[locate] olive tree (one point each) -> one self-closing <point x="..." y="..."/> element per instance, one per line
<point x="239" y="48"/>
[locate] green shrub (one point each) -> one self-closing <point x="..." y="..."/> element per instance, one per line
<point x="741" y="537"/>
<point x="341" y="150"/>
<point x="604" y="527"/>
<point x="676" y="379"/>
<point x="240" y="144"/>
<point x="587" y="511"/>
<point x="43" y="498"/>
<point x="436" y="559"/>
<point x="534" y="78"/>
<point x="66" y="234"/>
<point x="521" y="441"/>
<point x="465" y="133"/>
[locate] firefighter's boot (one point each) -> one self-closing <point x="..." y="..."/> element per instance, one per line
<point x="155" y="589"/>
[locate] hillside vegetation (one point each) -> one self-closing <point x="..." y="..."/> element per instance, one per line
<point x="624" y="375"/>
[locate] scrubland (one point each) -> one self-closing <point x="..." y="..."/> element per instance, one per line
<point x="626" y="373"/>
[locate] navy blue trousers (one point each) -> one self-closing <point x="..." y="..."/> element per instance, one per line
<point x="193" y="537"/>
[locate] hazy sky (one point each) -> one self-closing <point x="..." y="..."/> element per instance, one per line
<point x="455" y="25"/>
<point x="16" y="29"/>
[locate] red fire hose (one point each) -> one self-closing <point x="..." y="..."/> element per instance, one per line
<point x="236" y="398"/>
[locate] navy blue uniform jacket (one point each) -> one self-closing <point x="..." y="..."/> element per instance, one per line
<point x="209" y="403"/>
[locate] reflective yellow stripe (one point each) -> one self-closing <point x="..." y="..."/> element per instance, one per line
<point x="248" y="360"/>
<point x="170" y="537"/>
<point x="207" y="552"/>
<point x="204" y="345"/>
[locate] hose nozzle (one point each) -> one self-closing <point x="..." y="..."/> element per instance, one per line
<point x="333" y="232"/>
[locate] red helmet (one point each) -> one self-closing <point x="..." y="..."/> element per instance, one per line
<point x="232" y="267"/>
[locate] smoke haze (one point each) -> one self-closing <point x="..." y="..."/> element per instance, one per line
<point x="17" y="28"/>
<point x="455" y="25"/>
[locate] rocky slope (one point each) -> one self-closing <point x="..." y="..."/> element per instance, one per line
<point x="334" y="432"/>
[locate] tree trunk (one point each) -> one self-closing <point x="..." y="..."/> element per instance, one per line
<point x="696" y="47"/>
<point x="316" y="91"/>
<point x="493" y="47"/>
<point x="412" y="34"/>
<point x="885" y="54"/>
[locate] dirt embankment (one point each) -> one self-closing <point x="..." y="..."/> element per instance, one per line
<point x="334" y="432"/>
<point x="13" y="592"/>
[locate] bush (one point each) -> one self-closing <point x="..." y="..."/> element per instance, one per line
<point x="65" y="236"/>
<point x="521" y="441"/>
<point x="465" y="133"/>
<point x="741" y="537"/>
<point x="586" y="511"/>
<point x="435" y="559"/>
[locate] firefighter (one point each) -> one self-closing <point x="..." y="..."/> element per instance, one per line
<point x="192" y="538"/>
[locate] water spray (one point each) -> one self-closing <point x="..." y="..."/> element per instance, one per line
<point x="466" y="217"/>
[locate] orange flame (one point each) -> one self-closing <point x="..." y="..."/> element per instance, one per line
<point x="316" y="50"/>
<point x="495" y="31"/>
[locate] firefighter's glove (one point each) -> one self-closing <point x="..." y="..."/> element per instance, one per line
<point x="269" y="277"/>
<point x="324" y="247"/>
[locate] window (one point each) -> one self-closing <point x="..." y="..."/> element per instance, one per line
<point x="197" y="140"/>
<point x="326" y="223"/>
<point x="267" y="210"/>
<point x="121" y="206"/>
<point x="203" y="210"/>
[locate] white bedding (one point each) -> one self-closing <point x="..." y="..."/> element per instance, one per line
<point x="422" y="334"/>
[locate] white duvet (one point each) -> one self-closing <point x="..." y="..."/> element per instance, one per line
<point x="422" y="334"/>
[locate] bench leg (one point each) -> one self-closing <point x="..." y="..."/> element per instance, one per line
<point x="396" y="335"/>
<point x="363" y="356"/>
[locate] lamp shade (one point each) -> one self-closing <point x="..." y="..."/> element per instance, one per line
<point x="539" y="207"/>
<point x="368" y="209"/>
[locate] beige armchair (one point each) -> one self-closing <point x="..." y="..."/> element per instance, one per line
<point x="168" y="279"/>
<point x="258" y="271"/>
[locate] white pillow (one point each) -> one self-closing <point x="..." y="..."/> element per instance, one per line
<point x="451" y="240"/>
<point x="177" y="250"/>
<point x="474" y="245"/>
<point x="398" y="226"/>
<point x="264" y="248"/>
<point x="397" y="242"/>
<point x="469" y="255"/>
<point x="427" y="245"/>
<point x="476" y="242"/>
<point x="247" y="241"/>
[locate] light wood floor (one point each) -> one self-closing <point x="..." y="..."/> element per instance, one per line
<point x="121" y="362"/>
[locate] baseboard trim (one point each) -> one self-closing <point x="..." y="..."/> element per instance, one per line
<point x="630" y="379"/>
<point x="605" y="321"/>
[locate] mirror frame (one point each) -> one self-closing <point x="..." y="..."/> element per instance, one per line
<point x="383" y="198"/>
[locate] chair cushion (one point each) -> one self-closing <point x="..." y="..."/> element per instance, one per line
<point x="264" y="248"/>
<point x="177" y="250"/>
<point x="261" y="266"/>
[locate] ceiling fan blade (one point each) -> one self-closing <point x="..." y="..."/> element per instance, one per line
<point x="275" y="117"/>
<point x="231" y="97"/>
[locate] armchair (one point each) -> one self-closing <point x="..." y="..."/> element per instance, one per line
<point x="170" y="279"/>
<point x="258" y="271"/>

EXERCISE GOAL ▸
Exactly and exclusively, repeat the lines from the line that contains "[locate] bench leg" through the end of the records, both ends included.

SOLUTION TO THE PROBLEM ▸
[locate] bench leg (one point each) -> one self-closing <point x="..." y="..."/> element per instance, one per line
<point x="396" y="335"/>
<point x="363" y="356"/>
[locate] lamp shade (one point each) -> one self-closing <point x="..." y="..."/> element per instance, one per line
<point x="539" y="207"/>
<point x="368" y="209"/>
[locate] beige armchair (one point each) -> one self-closing <point x="..." y="..."/> element per instance, one per line
<point x="168" y="279"/>
<point x="258" y="271"/>
[locate] white pillow (one point each) -> one self-closing <point x="..." y="..."/> element per instance, one per line
<point x="451" y="240"/>
<point x="177" y="250"/>
<point x="474" y="245"/>
<point x="398" y="226"/>
<point x="264" y="248"/>
<point x="397" y="242"/>
<point x="469" y="255"/>
<point x="427" y="245"/>
<point x="476" y="242"/>
<point x="247" y="241"/>
[locate] light wood floor (one point each) -> one self-closing <point x="..." y="..."/> element per instance, one per line
<point x="121" y="362"/>
[locate] baseboard trim (one point each) -> one self-closing <point x="..." y="..."/> element per instance, one per line
<point x="630" y="379"/>
<point x="605" y="321"/>
[locate] mirror frame (one point each) -> one self-closing <point x="..." y="..."/> element per instance, one per line
<point x="383" y="198"/>
[locate] chair cushion (one point each) -> one self-closing <point x="..." y="..."/> element per instance, one per line
<point x="264" y="248"/>
<point x="177" y="250"/>
<point x="261" y="266"/>
[locate] ceiling fan blade (one point each) -> one self-closing <point x="..." y="..."/> element per instance, one per line
<point x="275" y="117"/>
<point x="231" y="97"/>
[locate] armchair (one point each) -> one self-closing <point x="..." y="..."/> element per instance, one per line
<point x="170" y="279"/>
<point x="258" y="271"/>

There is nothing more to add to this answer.